→ **Trecho escolhido**
# # # #

Ele recomendou um estudo em especialmente, trabalho do pesquisador Xavier Márquez, radicado na Nova Zelândia, que, em minha opinião, é um estudo revelador. “Os Mecanismos de Produção de Cultos” compara o comportamento das elites políticas de ampla gama de regimes ditatoriais, da Roma de Calígula à Coreia do Norte da família Kim, e encontra semelhanças notáveis.

A despeito das imensas diferenças de cultura e de circunstâncias materiais, a elite em todos esses regimes se engaja em comportamento mais ou menos igual, especialmente naquilo que o estudo denomina “sinalização de lealdade” e “inflação de lisonja”.

Sinalização é um conceito originalmente desenvolvido na Economia; dispõe que as pessoas às vezes se engajam em comportamento dispendioso e aparentemente despropositado como forma de provar que têm atributos a que os outros conferem valor.

O senador norte-americano Lindsey Graham durante audiência sobre orçamento nos Estados Unidos - Evelyn Hockstein - 17.jun.21/AFP

Por exemplo, os novos contratados em bancos de investimento podem realizar jornadas de trabalho insanamente longas não porque as horas extras são realmente produtivas, mas para demonstrar seu comprometimento para manter alimentada a máquina de dinheiro.

No contexto de regimes ditatoriais, a sinalização tipicamente envolve fazer afirmações absurdas em nome do líder e de sua agenda, que frequentemente incluem “exibições nauseantes de lealdade”.

# # # #

→ **Linhas fornecidas**
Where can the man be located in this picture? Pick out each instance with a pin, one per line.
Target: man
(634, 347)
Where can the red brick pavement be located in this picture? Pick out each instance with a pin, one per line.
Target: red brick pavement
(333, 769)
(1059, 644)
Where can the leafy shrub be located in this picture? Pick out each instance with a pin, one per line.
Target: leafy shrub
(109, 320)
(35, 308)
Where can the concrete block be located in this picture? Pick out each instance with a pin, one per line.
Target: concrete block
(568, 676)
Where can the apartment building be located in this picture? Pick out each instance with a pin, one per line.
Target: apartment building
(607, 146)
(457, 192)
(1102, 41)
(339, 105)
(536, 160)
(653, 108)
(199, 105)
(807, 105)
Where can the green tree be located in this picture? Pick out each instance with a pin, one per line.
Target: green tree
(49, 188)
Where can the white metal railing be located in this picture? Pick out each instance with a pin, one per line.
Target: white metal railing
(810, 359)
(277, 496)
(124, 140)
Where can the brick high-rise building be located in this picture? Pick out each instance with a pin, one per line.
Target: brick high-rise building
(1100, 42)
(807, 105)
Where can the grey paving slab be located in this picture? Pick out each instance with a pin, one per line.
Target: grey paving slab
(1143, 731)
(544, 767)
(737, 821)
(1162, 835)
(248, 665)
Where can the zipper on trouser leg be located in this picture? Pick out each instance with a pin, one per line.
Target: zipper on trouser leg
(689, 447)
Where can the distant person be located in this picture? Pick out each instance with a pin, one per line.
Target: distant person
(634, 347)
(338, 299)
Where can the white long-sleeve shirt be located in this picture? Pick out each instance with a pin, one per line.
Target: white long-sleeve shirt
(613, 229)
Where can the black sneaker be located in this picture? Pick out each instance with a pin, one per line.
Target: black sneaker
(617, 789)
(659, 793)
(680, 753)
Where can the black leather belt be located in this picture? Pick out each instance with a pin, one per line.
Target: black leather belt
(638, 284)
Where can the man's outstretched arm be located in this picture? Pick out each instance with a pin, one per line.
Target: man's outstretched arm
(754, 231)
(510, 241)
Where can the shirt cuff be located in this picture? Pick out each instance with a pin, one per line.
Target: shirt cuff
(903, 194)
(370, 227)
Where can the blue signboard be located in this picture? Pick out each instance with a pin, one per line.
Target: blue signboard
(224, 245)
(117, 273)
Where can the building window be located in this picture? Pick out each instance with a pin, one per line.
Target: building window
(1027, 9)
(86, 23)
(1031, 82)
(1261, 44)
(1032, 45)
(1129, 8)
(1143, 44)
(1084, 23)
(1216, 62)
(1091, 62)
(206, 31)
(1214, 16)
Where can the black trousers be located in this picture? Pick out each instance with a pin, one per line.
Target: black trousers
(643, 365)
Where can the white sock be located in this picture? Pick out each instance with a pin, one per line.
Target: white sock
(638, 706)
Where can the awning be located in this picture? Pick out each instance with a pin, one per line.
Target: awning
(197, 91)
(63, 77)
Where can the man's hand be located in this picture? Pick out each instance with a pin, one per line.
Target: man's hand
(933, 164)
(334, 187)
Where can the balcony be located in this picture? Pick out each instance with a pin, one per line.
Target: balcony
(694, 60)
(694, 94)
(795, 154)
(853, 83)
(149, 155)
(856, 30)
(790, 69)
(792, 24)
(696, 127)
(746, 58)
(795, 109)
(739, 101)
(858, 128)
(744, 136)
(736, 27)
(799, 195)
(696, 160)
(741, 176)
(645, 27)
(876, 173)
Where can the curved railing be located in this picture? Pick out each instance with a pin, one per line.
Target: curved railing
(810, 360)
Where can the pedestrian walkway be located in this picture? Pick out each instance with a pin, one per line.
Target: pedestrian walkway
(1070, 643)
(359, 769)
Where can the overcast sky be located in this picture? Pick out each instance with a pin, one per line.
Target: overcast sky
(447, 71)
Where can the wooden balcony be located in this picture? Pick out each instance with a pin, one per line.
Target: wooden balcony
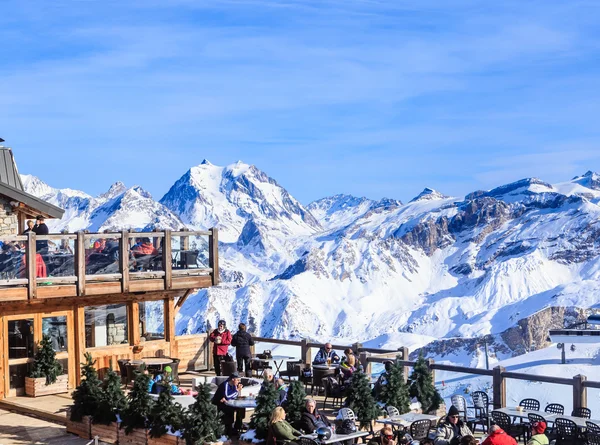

# # # #

→ **Tarefa proposta**
No texto sobre cultos políticos, reescreva a parte que vai de "Sinalização é um" até "máquina de dinheiro.", substituindo "bancos de investimento" por "escritórios de advocacia".

→ **Resposta do exercício**
Sinalização é um conceito originalmente desenvolvido na Economia; dispõe que as pessoas às vezes se engajam em comportamento dispendioso e aparentemente despropositado como forma de provar que têm atributos a que os outros conferem valor.

O senador norte-americano Lindsey Graham durante audiência sobre orçamento nos Estados Unidos - Evelyn Hockstein - 17.jun.21/AFP

Por exemplo, os novos contratados em escritórios de advocacia podem realizar jornadas de trabalho insanamente longas não porque as horas extras são realmente produtivas, mas para demonstrar seu comprometimento para manter alimentada a máquina de dinheiro.